YOUR ASSIGNMENT: In this exercise, each record below is to be written out again exactly.

STUDY MATERIAL:

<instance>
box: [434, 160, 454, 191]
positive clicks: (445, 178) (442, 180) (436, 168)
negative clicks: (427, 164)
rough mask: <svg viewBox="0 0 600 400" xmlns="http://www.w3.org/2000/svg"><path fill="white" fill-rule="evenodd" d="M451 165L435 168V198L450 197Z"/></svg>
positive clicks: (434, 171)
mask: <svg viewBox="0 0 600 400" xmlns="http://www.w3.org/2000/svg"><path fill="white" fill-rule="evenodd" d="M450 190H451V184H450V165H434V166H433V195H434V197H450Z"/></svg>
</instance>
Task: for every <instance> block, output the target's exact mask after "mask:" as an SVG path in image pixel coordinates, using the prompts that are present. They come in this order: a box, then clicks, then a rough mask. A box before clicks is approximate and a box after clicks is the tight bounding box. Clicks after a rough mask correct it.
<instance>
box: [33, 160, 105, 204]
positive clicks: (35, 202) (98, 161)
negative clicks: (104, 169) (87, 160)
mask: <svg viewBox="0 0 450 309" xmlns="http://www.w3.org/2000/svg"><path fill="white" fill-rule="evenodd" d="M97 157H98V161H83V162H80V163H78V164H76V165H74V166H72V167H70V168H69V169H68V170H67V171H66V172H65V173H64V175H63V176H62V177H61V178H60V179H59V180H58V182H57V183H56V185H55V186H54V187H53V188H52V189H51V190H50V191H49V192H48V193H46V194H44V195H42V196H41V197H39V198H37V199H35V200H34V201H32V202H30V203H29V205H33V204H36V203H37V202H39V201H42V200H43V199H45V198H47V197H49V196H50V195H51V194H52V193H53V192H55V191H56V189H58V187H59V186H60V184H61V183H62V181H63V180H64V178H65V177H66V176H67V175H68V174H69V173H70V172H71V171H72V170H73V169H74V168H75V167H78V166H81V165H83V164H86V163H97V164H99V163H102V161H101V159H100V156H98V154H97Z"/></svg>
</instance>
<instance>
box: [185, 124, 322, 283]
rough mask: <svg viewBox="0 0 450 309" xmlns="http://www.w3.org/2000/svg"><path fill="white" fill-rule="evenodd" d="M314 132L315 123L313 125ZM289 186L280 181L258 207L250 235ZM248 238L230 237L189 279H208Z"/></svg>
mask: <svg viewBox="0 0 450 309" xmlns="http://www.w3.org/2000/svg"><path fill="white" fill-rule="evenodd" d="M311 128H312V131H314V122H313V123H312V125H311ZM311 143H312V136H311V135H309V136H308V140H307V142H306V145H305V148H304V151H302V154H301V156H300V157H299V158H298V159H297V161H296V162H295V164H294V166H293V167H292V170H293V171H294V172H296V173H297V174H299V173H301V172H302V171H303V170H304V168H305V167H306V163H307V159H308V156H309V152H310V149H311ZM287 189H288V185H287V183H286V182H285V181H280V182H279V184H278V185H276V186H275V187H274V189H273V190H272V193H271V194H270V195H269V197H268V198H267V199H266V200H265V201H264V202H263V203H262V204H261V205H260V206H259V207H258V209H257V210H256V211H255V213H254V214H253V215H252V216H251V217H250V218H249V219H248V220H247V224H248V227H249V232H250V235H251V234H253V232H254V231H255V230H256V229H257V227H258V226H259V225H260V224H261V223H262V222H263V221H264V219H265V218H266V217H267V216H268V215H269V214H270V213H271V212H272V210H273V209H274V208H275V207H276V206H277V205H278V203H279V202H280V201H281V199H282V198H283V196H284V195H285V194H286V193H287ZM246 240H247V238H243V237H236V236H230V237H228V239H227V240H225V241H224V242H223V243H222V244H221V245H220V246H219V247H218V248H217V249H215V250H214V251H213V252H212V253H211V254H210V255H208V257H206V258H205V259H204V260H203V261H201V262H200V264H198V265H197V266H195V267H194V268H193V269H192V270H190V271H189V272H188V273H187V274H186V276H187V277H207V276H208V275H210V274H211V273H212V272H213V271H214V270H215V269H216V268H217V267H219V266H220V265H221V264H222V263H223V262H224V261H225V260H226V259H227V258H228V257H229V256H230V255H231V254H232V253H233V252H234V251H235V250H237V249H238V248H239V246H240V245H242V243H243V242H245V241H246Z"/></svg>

SOLUTION TO THIS PROBLEM:
<instance>
box: [434, 160, 454, 191]
positive clicks: (445, 178) (442, 180) (436, 168)
negative clicks: (427, 164)
rough mask: <svg viewBox="0 0 600 400" xmlns="http://www.w3.org/2000/svg"><path fill="white" fill-rule="evenodd" d="M451 165L435 168V198L450 197Z"/></svg>
positive clicks: (434, 171)
mask: <svg viewBox="0 0 600 400" xmlns="http://www.w3.org/2000/svg"><path fill="white" fill-rule="evenodd" d="M450 190H451V184H450V165H434V166H433V195H434V197H450Z"/></svg>
</instance>
Task: for every <instance> block, output the target's exact mask after "mask:" as an SVG path in image pixel coordinates, using the prompts that are present. They come in this order: a box, then clicks, then a rough mask. A box before clicks is approximate and a box after clicks is the tight bounding box. Clicks after a rough mask correct it.
<instance>
box: [33, 160, 105, 204]
positive clicks: (35, 202) (98, 161)
negative clicks: (104, 169) (87, 160)
mask: <svg viewBox="0 0 450 309" xmlns="http://www.w3.org/2000/svg"><path fill="white" fill-rule="evenodd" d="M97 157H98V161H83V162H80V163H78V164H76V165H74V166H72V167H70V168H69V169H68V170H67V171H66V172H65V173H64V175H63V176H62V177H61V178H60V179H59V180H58V182H57V183H56V185H55V186H54V187H53V188H52V189H51V190H50V191H49V192H48V193H46V194H44V195H42V196H41V197H39V198H37V199H35V200H34V201H32V202H30V203H29V205H33V204H36V203H37V202H39V201H42V200H43V199H45V198H47V197H49V196H50V195H51V194H52V193H53V192H55V191H56V189H58V187H59V186H60V184H61V183H62V181H63V180H64V178H65V177H66V176H67V175H68V174H69V173H70V172H71V171H72V170H73V169H74V168H75V167H78V166H81V165H83V164H86V163H97V164H99V163H102V161H101V159H100V156H98V154H97Z"/></svg>
</instance>
<instance>
box: [185, 124, 322, 283]
rough mask: <svg viewBox="0 0 450 309" xmlns="http://www.w3.org/2000/svg"><path fill="white" fill-rule="evenodd" d="M314 132L315 123L313 125ZM289 186L280 181L258 207L250 235ZM248 238L230 237L189 279H208Z"/></svg>
mask: <svg viewBox="0 0 450 309" xmlns="http://www.w3.org/2000/svg"><path fill="white" fill-rule="evenodd" d="M311 128H312V131H314V122H313V123H312V125H311ZM311 143H312V136H311V135H309V136H308V140H307V142H306V145H305V148H304V151H302V154H301V156H300V157H299V158H298V159H297V161H296V162H295V164H294V166H293V167H292V170H293V171H294V172H296V173H297V174H299V173H301V172H302V171H303V170H304V168H305V167H306V163H307V159H308V156H309V152H310V149H311ZM287 189H288V185H287V183H286V182H285V181H280V182H279V184H278V185H276V186H275V187H274V189H273V190H272V193H271V194H270V195H269V197H268V198H267V199H266V200H265V201H264V202H263V203H262V204H261V205H260V206H259V207H258V209H257V210H256V211H255V213H254V214H253V215H252V216H251V217H250V218H249V219H248V220H247V224H248V227H249V232H250V235H251V234H253V232H254V231H255V230H256V229H257V227H258V226H259V225H260V224H261V223H262V222H263V221H264V219H265V218H266V217H267V216H268V215H269V214H270V213H271V212H272V210H273V209H274V208H275V207H276V206H277V205H278V203H279V202H280V201H281V199H282V198H283V196H284V195H285V194H286V193H287ZM246 240H247V238H243V237H236V236H230V237H228V239H227V240H225V241H224V242H223V243H222V244H221V245H220V246H219V247H218V248H217V249H215V250H214V251H213V252H212V253H211V254H210V255H208V257H206V258H205V259H204V260H203V261H201V262H200V264H198V265H197V266H195V267H194V268H193V269H192V270H190V271H189V272H188V273H187V274H186V276H187V277H207V276H208V275H210V274H211V273H212V272H213V271H214V270H215V269H216V268H217V267H219V266H220V265H221V264H222V263H223V262H224V261H225V260H226V259H227V258H228V257H229V256H230V255H231V254H232V253H233V252H234V251H235V250H237V249H238V248H239V246H240V245H242V243H243V242H245V241H246Z"/></svg>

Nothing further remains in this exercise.